====== ROWS

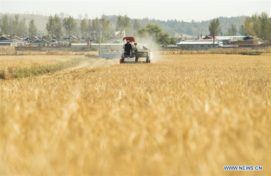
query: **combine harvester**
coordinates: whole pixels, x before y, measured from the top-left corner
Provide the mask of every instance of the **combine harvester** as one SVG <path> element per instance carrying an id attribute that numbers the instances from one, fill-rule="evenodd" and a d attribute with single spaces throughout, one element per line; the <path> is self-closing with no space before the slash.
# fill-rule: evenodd
<path id="1" fill-rule="evenodd" d="M 119 58 L 120 54 L 121 59 L 120 59 L 120 63 L 153 63 L 153 53 L 150 49 L 145 46 L 142 46 L 142 48 L 137 46 L 137 43 L 135 42 L 134 38 L 133 37 L 126 37 L 125 31 L 122 30 L 115 33 L 116 36 L 120 34 L 123 35 L 123 46 L 121 53 L 119 52 L 108 52 L 106 49 L 101 50 L 99 52 L 100 57 L 106 58 L 107 59 L 112 58 Z M 128 40 L 130 40 L 132 45 L 133 52 L 130 55 L 127 56 L 124 53 L 124 46 Z M 133 42 L 133 43 L 132 42 Z"/>
<path id="2" fill-rule="evenodd" d="M 124 32 L 125 35 L 125 32 Z M 127 56 L 124 52 L 124 45 L 127 40 L 134 42 L 132 44 L 133 52 Z M 122 50 L 121 59 L 119 59 L 120 63 L 152 63 L 153 53 L 146 46 L 142 46 L 142 48 L 137 46 L 137 43 L 135 42 L 134 38 L 133 37 L 124 37 L 123 38 L 123 47 Z"/>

============

Copy the records from their beginning through the line containing "coordinates: whole pixels, x", substituting "upper-left" for "top-left" and leaving everything else as it is. Omit the pictures from your answer.

query: **combine harvester**
coordinates: whole pixels, x before y, measured from the upper-left corner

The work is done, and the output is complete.